#include <iostream>
#include <vector>
#include <string>
#include <fstream>
struct Node
{
int num;
int fileNum;
};
void swap(Node &i,Node &j)
{
Node tmp = i;
i = j;
j = tmp;
}
void fttb_heap(std::vector<Node> &nums,int i,int n)
{
while(1)
{
int maxPos = i;
if(i*2 + 1 <= n && nums[maxPos].num > nums[i*2 + 1].num)
{
maxPos = i*2 + 1;
}
if(i*2 + 2 <= n && nums[maxPos].num > nums[i*2 + 2].num)
{
maxPos = i*2 + 2;
}
if(maxPos == i)
{
break;
}
swap(nums[i],nums[maxPos]);
i = maxPos;
}
}
void bttf_heap(std::vector<Node> &nums,int i)
{
while(1)
{
int maxPos = i;
if((i - 1)/2 >= 0 && nums[maxPos].num < nums[(i - 1)/2].num)
{
maxPos = (i - 1)/2 ;
}
if(maxPos == i)
{
break;
}
swap(nums[i],nums[maxPos]);
i = maxPos;
}
}
void build_heap(std::vector<Node> &nums,int n)
{
for(int i = (n - 1)/2; i >= 0;i--)
{
fttb_heap(nums,i,n);
}
}
void insert_heap(std::vector<Node> &nums,Node& stNode)

(坐标标注记录)
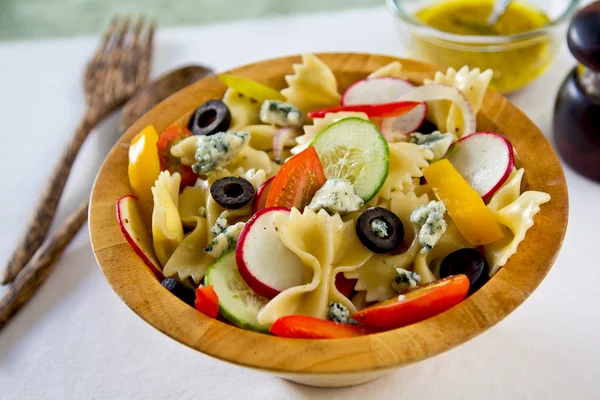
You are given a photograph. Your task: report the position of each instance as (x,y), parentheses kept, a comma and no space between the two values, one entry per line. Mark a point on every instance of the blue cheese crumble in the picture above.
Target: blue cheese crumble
(379,228)
(437,142)
(336,196)
(279,113)
(224,236)
(218,150)
(405,281)
(431,219)
(339,313)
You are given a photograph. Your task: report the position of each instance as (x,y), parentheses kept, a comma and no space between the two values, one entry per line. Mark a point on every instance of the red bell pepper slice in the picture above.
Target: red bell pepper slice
(384,110)
(305,327)
(417,305)
(207,301)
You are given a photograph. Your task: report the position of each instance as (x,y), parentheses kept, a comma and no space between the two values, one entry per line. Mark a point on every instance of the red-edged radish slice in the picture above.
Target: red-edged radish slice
(260,198)
(284,137)
(438,91)
(386,90)
(376,91)
(485,160)
(135,232)
(264,262)
(405,124)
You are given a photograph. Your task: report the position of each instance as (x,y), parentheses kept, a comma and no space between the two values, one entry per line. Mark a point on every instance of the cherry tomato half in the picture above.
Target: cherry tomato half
(297,181)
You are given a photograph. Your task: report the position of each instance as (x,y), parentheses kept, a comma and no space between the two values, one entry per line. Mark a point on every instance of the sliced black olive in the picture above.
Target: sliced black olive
(210,118)
(469,262)
(377,240)
(232,193)
(427,127)
(182,292)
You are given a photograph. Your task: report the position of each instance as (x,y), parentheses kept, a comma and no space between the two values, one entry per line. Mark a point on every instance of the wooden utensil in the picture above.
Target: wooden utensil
(35,271)
(339,362)
(120,66)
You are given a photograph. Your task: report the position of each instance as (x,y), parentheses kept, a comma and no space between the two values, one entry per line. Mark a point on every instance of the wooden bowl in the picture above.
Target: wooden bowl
(341,362)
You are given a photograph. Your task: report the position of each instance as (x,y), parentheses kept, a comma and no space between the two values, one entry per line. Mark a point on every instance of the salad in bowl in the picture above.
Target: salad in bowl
(314,214)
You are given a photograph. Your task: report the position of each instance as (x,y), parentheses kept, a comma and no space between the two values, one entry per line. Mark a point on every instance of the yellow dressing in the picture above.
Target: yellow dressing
(514,64)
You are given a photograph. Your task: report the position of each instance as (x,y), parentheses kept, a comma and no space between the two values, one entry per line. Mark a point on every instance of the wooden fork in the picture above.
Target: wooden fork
(120,67)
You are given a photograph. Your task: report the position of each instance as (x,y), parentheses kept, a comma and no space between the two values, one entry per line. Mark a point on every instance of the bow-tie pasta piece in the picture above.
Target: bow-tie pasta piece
(199,211)
(167,231)
(515,213)
(326,245)
(244,110)
(473,83)
(393,69)
(312,86)
(406,162)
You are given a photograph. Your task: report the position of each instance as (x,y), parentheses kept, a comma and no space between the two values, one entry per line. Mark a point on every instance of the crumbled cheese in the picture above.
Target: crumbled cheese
(224,236)
(339,313)
(379,228)
(437,142)
(405,281)
(336,196)
(218,150)
(431,219)
(279,113)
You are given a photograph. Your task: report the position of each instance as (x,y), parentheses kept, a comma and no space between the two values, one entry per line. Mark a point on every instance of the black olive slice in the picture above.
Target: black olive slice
(232,193)
(210,118)
(469,262)
(182,292)
(373,237)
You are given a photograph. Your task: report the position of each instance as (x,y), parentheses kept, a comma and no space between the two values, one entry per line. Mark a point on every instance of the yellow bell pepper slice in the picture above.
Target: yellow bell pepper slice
(143,169)
(466,208)
(250,88)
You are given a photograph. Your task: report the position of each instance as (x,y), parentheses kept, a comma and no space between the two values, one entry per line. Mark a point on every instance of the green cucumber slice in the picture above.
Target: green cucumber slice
(354,149)
(237,302)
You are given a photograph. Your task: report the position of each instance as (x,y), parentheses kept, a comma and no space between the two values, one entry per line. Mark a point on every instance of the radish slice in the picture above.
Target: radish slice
(283,137)
(485,160)
(376,91)
(264,262)
(260,198)
(386,90)
(405,124)
(438,91)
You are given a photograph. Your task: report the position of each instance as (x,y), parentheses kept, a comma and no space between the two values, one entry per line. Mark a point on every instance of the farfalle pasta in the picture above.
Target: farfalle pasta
(312,86)
(327,246)
(282,208)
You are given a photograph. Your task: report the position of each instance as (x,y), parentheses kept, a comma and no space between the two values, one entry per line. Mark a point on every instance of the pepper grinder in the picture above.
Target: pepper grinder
(577,107)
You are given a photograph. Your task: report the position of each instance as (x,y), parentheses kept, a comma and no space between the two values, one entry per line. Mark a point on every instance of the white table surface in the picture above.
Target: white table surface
(77,340)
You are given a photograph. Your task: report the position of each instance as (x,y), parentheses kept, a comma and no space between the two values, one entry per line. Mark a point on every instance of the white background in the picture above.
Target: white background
(77,340)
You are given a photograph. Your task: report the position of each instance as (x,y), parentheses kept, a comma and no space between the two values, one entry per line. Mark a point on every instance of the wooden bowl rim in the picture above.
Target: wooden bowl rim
(141,292)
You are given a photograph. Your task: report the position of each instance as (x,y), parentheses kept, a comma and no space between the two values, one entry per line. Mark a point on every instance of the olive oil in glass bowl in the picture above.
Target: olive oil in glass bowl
(452,33)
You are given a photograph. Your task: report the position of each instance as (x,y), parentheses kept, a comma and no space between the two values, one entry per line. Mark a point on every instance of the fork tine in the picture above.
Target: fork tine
(137,31)
(108,33)
(122,33)
(146,48)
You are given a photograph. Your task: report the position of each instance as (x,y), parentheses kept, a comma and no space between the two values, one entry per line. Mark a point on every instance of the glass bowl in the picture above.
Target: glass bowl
(515,59)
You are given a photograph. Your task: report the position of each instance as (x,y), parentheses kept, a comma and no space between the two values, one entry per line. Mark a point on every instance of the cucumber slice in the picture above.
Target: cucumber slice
(237,302)
(354,149)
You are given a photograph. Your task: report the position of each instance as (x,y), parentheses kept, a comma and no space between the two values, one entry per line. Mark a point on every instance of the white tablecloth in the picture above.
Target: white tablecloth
(77,340)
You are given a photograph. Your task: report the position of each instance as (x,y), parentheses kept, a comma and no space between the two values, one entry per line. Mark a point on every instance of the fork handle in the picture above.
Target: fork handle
(34,273)
(39,224)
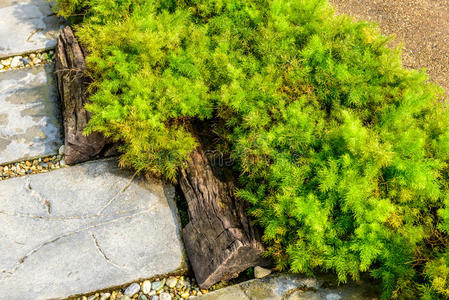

**任务目标:**
请接着上面那段实现堆操作的 C++ 代码，从它停下的地方往下续写。

**书面回答:**
{
nums.emplace_back(stNode);
bttf_heap(nums,nums.size() - 1);
}
Node del_heap(std::vector<Node> &nums)
{
Node stNode = nums[0];
swap(nums[0],nums[nums.size() - 1]);
nums.pop_back();
fttb_heap(nums,0,nums.size() - 1);
return stNode;
}
int main(int argc,char** argv)
{
printf("hello world\n");
std::vector<std::string> vectorFileName;
std::vector<std::ifstream> vectorFileStream;
std::ofstream outFileStream("after_merge_file.txt");
if(argc < 2)
{
printf("usage: %s merge files name list\n",argv[0]);
return -1;
}
for(int i = 1;i < argc;i++)
{
printf("get file name %s\n",argv[i]);
vectorFileName.emplace_back(argv[i]);
std::ifstream file(argv[i]);
vectorFileStream.emplace_back(std::move(file));
}
printf("size %d %d\n",vectorFileStream.size(),vectorFileName.size());
std::vector<Node> nums;
for(int i = 0;i < vectorFileStream.size();i++)
{
if(vectorFileStream[i].good())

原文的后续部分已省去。